--- AIM OF THE EXERCISE ---
Wherever the string "below" appears in the listing, copy that line.

--- LISTED RECORDS ---
──────────
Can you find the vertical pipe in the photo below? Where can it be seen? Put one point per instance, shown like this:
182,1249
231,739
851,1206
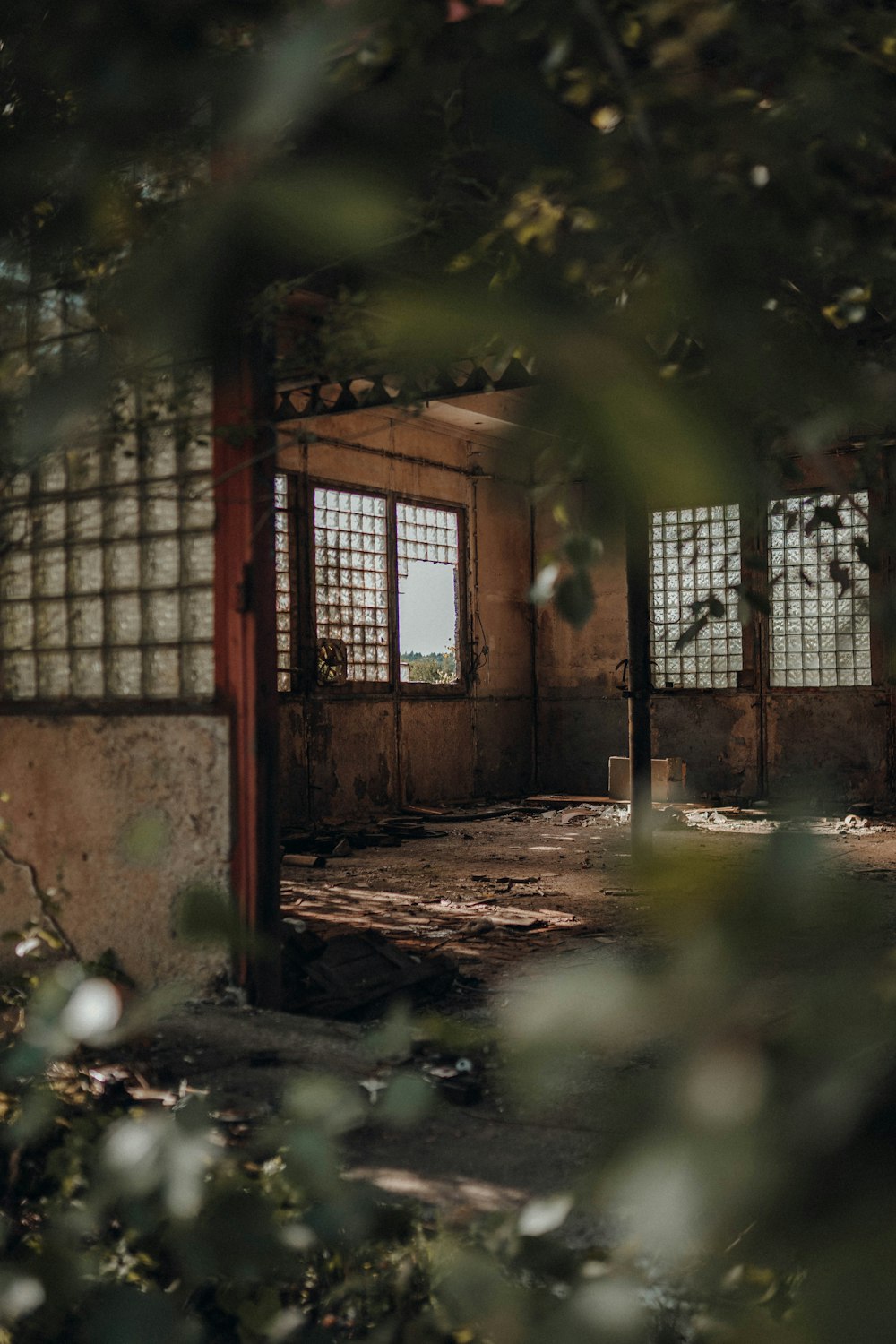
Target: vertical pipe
638,610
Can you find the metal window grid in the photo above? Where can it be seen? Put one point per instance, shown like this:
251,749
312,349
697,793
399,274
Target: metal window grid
432,535
351,578
820,623
107,559
284,583
694,556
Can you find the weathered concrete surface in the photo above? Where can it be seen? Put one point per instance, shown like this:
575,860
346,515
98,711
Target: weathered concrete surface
117,814
716,733
437,749
828,745
578,733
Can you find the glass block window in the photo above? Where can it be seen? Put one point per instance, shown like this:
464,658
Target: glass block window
820,590
284,580
694,569
107,559
427,556
351,580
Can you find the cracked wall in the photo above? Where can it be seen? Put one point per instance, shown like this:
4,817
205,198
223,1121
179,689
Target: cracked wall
117,816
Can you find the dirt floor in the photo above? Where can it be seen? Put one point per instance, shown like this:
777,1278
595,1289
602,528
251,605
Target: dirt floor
500,892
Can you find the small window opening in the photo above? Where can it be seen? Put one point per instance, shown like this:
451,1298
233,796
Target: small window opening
427,593
694,570
351,580
820,590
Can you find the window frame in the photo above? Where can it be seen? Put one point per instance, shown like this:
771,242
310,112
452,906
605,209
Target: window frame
300,489
755,676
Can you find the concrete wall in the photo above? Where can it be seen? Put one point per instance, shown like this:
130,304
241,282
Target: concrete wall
117,814
352,752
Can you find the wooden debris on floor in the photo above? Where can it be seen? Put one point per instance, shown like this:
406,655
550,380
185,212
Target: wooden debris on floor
357,973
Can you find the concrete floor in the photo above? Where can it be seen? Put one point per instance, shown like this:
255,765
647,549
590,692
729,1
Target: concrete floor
503,897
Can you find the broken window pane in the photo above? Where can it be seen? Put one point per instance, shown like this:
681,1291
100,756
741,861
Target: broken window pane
107,558
820,590
284,583
694,564
349,562
427,593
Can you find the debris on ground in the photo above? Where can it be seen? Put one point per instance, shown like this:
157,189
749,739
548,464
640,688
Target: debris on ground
304,860
357,973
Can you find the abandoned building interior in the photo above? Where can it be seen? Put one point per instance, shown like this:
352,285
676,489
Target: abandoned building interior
201,640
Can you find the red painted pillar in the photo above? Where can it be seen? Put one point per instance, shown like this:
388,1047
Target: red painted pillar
245,652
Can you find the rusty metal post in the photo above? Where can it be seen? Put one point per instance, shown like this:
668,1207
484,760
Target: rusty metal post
638,610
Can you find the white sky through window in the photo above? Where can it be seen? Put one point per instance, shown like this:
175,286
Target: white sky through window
427,607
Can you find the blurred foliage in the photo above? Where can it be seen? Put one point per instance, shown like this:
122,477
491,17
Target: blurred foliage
737,1080
678,209
683,211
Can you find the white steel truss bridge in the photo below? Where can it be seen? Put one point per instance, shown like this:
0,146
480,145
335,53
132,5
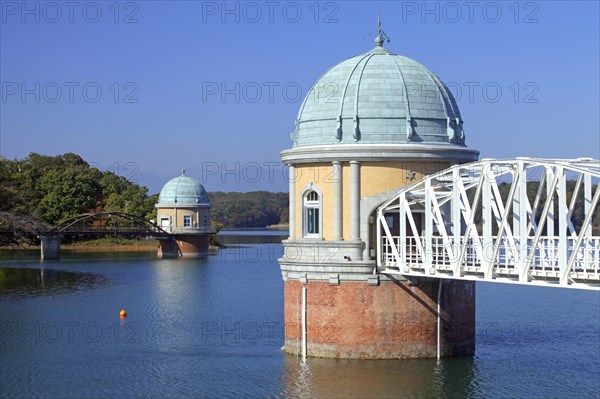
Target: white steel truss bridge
523,220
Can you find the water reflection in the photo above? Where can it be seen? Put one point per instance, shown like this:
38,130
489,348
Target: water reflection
414,378
32,282
251,237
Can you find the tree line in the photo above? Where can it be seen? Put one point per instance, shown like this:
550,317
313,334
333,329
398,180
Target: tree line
41,191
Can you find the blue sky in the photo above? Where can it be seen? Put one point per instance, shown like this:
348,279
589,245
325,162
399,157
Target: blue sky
146,88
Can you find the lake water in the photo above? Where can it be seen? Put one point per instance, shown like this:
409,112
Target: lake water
213,327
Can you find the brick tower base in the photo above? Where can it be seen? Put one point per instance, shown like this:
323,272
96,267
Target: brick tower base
392,320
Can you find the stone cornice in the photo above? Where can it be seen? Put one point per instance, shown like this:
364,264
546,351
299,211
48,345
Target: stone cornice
379,152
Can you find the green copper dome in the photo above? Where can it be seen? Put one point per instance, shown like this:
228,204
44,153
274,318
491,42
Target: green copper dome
379,98
183,191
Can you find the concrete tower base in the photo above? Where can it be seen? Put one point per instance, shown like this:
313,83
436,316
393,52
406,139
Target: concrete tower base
50,247
187,245
391,320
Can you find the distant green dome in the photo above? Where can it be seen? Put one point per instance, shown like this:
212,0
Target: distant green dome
183,191
379,98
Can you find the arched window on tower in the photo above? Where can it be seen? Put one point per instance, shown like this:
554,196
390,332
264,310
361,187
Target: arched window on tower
312,214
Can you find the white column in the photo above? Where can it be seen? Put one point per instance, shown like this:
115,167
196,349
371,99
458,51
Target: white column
354,200
292,189
337,200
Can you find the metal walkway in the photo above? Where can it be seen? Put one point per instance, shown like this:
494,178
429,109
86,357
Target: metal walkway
526,221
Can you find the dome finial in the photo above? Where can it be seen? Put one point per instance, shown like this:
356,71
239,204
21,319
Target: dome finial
381,36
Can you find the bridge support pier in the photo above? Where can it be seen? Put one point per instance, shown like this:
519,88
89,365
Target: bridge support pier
50,247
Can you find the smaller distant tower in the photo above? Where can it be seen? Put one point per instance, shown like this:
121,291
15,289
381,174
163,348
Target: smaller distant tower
183,210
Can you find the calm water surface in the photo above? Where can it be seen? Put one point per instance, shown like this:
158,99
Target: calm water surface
213,327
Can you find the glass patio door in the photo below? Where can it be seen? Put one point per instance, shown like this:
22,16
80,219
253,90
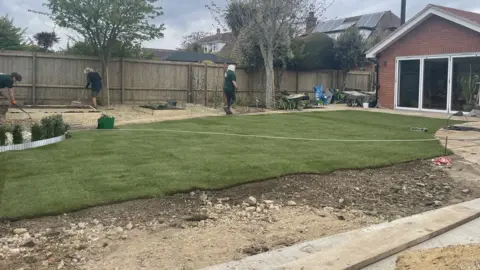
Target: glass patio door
465,83
408,84
435,84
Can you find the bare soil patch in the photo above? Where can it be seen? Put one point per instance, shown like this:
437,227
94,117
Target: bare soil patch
461,257
198,229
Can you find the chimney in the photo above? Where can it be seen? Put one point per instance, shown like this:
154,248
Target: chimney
311,21
402,12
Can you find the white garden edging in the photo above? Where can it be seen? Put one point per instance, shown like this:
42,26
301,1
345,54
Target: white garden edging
30,145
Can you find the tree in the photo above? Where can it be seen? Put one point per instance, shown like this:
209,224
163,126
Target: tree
190,42
316,51
271,23
11,37
46,40
350,49
119,50
104,22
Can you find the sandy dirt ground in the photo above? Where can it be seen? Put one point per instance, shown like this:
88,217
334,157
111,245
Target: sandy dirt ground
465,257
199,229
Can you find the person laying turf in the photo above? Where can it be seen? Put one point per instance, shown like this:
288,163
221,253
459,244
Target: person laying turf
7,81
229,87
93,79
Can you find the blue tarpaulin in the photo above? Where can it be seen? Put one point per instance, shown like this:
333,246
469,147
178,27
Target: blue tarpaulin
320,95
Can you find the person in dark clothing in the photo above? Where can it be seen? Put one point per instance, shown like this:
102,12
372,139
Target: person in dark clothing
229,88
95,81
7,81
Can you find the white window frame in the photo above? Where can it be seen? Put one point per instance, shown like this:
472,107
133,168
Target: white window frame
422,58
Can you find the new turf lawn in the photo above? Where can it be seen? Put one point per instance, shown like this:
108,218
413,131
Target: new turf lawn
96,167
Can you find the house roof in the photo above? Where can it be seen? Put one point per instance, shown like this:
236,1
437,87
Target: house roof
467,19
367,21
220,37
161,53
182,56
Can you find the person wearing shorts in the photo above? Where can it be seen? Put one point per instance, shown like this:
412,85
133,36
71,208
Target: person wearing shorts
95,81
229,88
7,81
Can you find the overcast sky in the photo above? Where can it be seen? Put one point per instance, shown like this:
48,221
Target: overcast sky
185,16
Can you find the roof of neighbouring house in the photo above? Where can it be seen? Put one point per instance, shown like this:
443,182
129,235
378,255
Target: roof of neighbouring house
367,21
472,16
161,54
218,37
182,56
467,19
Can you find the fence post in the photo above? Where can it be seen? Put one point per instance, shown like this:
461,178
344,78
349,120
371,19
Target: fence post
190,84
249,85
296,82
122,78
34,78
205,84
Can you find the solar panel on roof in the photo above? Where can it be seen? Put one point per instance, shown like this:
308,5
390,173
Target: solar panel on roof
373,21
319,27
328,25
344,26
335,25
363,20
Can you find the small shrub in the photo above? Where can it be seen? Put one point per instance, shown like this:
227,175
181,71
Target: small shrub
48,128
58,125
3,135
37,132
17,135
53,126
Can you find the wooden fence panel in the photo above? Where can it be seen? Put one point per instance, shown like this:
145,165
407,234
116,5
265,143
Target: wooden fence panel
59,79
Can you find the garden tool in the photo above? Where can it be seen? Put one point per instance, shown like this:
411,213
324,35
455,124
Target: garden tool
16,105
78,102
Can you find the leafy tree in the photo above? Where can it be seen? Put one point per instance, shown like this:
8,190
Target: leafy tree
103,22
120,49
11,37
316,51
190,42
349,51
271,24
46,40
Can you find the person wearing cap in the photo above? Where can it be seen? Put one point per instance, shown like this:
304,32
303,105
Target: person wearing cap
7,81
229,88
95,81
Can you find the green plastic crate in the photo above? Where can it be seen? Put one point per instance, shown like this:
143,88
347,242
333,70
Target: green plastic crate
106,123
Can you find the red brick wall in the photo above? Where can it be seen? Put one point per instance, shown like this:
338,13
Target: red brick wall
434,36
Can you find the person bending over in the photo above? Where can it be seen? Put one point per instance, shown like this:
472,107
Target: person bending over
93,79
229,88
7,81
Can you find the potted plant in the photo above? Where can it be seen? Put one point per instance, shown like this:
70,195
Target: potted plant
469,86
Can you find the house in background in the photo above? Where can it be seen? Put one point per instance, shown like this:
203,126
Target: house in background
192,57
380,24
215,43
431,62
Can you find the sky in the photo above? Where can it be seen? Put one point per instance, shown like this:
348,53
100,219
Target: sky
185,16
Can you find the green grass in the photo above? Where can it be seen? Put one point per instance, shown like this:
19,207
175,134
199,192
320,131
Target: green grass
96,167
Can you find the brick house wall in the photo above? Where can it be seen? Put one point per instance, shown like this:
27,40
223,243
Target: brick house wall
434,36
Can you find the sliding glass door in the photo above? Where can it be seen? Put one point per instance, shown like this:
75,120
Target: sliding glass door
444,83
465,83
435,84
408,83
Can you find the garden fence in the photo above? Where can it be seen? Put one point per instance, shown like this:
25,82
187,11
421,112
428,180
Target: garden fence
50,78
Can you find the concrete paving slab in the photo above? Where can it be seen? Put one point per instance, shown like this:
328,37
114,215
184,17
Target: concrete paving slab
468,233
360,248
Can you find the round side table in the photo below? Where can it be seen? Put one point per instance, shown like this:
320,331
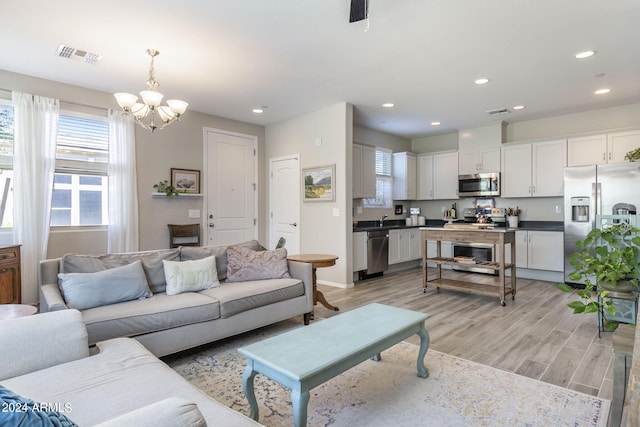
──────────
--- RESULT FOR THIS TASK ---
Can you find the vertical pipe in the photo below? Where can it be seen? Put one point per instance, shown like this:
Can you find the white steel truss bridge in the photo below? Where can it be seen? Put one point per instance, shown like this:
Can you find the glass patio door in the photo below? Where can it be seen? Put one point per instance, shown like this:
Can you find the round side table in the photo below? Where can it be seen? Put one point per instance, shown like this:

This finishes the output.